**WHAT IS EXPECTED**
Once you find the line with "the cloud layer" in the data that follows, repeat it and every line after it exactly, through the line with "Q: Give the pixel coordinates of a point on the hazy".
*** RECORDED DATA Section Begins ***
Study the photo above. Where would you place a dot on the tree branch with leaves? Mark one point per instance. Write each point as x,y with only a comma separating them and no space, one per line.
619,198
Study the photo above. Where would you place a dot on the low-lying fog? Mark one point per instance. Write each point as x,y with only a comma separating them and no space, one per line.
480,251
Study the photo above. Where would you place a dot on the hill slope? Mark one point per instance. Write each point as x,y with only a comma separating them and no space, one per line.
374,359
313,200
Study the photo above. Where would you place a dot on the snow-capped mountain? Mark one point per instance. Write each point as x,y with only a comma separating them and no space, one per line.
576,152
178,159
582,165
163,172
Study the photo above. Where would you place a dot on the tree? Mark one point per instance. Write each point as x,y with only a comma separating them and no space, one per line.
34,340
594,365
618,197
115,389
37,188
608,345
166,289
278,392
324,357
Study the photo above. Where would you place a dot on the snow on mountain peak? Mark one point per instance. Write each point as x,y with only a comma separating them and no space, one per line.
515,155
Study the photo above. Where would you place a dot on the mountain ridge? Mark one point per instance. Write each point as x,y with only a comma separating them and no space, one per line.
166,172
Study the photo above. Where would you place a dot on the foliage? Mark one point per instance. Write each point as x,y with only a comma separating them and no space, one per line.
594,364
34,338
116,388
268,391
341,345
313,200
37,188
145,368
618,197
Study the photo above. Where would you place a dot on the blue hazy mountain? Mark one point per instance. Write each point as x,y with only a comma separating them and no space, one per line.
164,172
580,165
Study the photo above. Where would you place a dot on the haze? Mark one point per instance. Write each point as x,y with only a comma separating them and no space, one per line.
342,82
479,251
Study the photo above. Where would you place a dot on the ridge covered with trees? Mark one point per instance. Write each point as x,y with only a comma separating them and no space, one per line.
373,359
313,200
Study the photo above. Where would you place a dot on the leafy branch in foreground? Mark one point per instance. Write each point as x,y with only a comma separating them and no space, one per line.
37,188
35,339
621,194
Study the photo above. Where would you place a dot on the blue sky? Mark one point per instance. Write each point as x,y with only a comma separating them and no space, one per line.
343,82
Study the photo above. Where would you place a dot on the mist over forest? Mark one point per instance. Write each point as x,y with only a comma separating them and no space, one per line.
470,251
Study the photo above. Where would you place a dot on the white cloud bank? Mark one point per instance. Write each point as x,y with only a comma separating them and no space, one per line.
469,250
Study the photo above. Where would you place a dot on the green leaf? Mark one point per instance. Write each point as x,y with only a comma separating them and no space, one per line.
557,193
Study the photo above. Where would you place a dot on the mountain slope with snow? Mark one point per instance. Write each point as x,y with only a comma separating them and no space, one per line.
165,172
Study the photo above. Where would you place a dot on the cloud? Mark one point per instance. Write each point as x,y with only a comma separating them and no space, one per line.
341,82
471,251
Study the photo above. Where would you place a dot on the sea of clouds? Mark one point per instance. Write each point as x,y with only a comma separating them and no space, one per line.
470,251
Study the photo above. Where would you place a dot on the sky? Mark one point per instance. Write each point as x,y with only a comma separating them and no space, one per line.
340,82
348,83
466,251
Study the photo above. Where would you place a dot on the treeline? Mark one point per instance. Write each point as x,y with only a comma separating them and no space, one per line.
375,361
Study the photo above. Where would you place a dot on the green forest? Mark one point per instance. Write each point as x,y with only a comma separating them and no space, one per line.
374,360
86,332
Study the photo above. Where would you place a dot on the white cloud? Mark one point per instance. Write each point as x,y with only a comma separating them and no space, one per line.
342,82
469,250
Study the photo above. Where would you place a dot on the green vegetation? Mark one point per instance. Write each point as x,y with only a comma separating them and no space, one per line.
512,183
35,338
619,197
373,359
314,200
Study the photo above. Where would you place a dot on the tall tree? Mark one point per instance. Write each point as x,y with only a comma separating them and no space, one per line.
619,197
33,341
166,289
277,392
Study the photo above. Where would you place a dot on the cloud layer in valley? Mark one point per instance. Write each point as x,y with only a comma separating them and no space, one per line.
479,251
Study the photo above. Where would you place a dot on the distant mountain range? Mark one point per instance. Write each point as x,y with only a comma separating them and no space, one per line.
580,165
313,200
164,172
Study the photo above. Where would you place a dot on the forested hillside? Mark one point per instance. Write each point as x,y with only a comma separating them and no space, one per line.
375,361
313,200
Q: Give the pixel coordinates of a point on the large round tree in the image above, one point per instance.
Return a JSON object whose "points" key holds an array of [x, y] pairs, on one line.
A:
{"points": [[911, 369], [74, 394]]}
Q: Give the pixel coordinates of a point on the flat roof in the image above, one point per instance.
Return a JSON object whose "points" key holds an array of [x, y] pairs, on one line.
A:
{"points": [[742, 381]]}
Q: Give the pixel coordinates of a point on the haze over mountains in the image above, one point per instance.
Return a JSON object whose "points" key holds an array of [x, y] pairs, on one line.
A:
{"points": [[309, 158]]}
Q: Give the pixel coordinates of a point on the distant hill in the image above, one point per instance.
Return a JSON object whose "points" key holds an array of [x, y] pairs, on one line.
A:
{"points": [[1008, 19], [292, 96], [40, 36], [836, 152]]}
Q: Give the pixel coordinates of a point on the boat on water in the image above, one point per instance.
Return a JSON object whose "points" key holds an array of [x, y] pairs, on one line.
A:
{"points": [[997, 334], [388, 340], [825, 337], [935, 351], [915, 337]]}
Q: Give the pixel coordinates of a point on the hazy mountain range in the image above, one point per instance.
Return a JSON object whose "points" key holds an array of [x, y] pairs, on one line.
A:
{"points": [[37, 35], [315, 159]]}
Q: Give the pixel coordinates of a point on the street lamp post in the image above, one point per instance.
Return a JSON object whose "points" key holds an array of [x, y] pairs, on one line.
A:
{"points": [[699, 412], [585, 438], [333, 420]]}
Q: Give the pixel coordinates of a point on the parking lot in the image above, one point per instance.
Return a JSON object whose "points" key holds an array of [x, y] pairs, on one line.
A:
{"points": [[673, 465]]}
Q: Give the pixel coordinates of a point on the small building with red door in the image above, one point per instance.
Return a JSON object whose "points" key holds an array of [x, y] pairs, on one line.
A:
*** RECORDED DATA Section Ends ***
**YOUR SOLUTION**
Study the photo above. Where would you place a dot on the cloud layer in valley? Mark one point per instance. Write each point as x,y with only a comma separating them and no space, one per line.
479,251
Study the photo above. Where would you place a dot on the distant mountain range? Mark one point per instance. Write each point as x,y with only a comma separating them and no space, one per line.
580,165
313,200
164,172
Study the photo above. Where would you place a dot on the forested hillside? Mark one point per instance. Write each point as x,y with only a comma separating them and no space, one per line.
375,361
313,200
Q: Give the pixel coordinates of a point on the large round tree in the image above, one point per instance.
Return a JSON object whose "points" key holds an array of [x, y] pairs, on one line.
A:
{"points": [[911, 369], [74, 394]]}
Q: Give the pixel coordinates of a point on the flat roof in the image above, one point per instance.
Return a JSON object whose "points" key holds an array of [x, y] pairs, on one line.
A:
{"points": [[742, 381]]}
Q: Give the pixel coordinates of a point on the haze over mountains in the image above, one point per instance.
Return a JSON object whose "points" key holds an array of [x, y] pairs, on one line.
A:
{"points": [[309, 158]]}
Q: Give the pixel coordinates of a point on the distant hill in the image above, one point per instance.
Return a JSON object whose "points" key holds an array of [x, y] pairs, on one line.
A:
{"points": [[1008, 19], [292, 96], [40, 36], [836, 152]]}
Q: Give the pixel coordinates of a point on the boat on water in the image above, one point per instance.
Return a JSON object whose "points" key holds an array of [x, y] pairs, on one line.
A:
{"points": [[997, 334], [388, 340], [825, 337], [935, 351], [915, 337]]}
Q: Give the pixel coordinates of a point on the hazy mountain range in the image above, one point per instance.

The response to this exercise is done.